本文:

論文の検索は、日々の研究に欠かせない行為です。論文の検索サービスとしては、アメリカ国立医学図書館の国立生物工学情報センター(NCBI)が運営する『PubMed』が医学分野では有名です。Googleの論文検索に特化したサービス『Google Scholar』も、以前に紹介しました。

今回紹介する『Sciencescape』は比較的新しい論文検索サービスですが、インターネットの最近のトレンドを取り入れたユニークな仕様となっています。その特徴を紹介します。

ニュースキュレーションアプリのような機能

Sciencescapeを利用するには、メールアドレスでアカウントを作成するか、Facebookアカウントで連携させる必要があります(無料)。

Sciencescapeの大きな特徴は「フォロー(Follow)」です。これは、キーワードを登録すると、そのキーワードに合致する論文がサイト内に自動で表示されます。他の検索サービスでは、毎回キーワードを入力しなければいけませんが、Sciencescapeはワンクリックでキーワードを検索できます。登録したキーワードによる検索結果は「Stream」と呼ばれています。

また、検索結果から個々の論文をクリックすれば、その論文の要旨をSciencescape内で読むことができ(全文にアクセスするための各ジャーナルサイトへのリンクもあります)、気になる論文は「Library」を呼ばれるフォルダにブックマークできます。Libraryはメールで共有できるので、新しく入った学生に読ませたい論文をLibraryにまとめておいて、新人が入ってくるたびにメールで論文を読むよう指示するという使い方もできるでしょう。

データ項目:
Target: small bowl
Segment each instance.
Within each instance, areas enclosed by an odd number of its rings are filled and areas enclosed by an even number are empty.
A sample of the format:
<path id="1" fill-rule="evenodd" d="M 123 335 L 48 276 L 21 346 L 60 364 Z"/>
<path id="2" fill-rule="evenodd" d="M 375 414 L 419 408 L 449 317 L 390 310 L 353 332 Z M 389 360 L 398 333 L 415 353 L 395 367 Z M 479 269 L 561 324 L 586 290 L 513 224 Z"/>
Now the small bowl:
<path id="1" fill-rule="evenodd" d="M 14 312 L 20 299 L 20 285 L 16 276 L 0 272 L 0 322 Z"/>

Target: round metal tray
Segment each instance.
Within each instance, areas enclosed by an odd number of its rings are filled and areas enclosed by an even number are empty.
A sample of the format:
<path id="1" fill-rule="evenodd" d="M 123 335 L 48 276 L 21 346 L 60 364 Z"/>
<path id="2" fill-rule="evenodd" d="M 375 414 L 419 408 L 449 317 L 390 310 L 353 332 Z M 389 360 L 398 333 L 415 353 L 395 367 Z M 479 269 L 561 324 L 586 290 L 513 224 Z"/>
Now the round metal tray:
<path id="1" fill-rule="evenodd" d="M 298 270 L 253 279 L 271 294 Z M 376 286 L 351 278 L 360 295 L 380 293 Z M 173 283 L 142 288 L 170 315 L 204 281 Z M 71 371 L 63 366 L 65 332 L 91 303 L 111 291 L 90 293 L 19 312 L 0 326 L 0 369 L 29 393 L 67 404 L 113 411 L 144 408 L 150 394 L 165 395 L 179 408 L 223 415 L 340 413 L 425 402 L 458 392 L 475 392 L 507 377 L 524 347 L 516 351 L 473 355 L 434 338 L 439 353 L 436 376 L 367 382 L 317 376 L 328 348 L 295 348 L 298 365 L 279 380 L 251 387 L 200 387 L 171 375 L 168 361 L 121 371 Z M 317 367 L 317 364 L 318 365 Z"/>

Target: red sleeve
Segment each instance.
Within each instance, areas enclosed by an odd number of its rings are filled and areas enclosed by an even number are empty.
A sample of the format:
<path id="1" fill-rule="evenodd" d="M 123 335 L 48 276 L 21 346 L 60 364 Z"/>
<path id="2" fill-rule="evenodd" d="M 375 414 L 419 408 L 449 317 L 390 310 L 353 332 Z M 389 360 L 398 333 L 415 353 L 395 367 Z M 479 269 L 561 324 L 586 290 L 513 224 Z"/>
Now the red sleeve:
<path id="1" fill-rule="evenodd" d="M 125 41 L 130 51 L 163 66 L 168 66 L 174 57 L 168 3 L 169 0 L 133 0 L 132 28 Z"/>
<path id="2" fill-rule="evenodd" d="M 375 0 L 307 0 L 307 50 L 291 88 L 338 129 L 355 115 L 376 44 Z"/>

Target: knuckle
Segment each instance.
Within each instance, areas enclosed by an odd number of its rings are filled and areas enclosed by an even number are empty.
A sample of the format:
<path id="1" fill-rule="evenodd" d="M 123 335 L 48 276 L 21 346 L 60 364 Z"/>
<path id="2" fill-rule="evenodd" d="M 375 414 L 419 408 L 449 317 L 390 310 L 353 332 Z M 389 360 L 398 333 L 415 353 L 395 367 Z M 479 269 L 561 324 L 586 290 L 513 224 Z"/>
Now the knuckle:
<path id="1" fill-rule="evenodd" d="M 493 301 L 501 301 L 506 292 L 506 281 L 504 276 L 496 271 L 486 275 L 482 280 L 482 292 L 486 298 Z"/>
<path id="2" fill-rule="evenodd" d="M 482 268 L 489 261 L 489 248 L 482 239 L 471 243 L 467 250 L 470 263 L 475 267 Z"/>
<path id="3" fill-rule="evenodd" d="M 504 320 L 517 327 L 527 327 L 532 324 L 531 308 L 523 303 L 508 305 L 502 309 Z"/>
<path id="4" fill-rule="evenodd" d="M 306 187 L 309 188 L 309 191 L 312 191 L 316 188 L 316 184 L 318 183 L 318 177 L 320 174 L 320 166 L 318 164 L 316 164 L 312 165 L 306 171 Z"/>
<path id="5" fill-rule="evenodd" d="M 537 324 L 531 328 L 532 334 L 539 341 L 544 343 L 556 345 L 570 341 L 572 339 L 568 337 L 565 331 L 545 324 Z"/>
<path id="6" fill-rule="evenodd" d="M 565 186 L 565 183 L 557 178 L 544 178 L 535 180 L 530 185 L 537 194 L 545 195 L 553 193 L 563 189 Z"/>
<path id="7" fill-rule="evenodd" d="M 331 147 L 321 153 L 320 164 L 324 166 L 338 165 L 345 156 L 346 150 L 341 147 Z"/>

問題:
**1)** 論文検索サービスについての本文によると、Sciencescapeで登録したキーワードによる検索結果は何と呼ばれていますか。
**2)** 論文検索サービスについての本文で「また、検索結果から個々の論文をクリックすれば」で始まる段落を、主な事実を残して箇条書きにまとめてください。
**3)** 論文検索サービスSciencescapeについての本文を、最後の文の後から書き継いでください。
これらの項目は本文とは別の出典から取ったものです。

番号別の解答:
**1)** 「Stream」と呼ばれています。

**2)**
- 検索結果の論文をクリックすると、その要旨をSciencescape内で読める
- 全文を読むための各ジャーナルサイトへのリンクもある
- 気になる論文は「Library」というフォルダにブックマークできる
- Libraryはメールで共有できる(新しく入った学生に読ませたい論文をまとめておき、メールで読むよう指示するといった使い方もできる)

**3)**
さらに、その論文に当てはまるキーワードが表示され、新たにそのキーワードをフォローでき、内容が類似する他の論文を表示するレコメンデーション機能もあります。このあたりは、スマートフォン向けのニュースキュレーションアプリに近い機能といえるでしょう。通常のキーワード検索だけでは見つからなかった論文が見つかるのかもしれません。

独自指標で論文を検索

Sciencescapeでは、「Eigenfactor」という独自の指標を使って、検索を行っています。 Eigenfactorは、ある論文が引用された回数だけでなく、引用の引用(いわゆる「孫引き」)も含めて、芋づる式に引用回数を計算して導き出した指標です(詳細はEigenfactor Metricsに記載
https://sciencescape.org/eigenfactor)。

そのため、どうしても昔の論文が検索のトップに表示されやすくなります。このときには、新着順に並べたり、1ヶ月以内に掲載された論文のみに絞り込めたりするなど、表示順を工夫する必要があります。

現在、Sciencescapeは医学・生物学のみをカバーしています。検索エンジンが独特なSciencescapeですが、レコメンデーション機能は他のサービスにはないものです。試す価値はあるサービスといえるでしょう。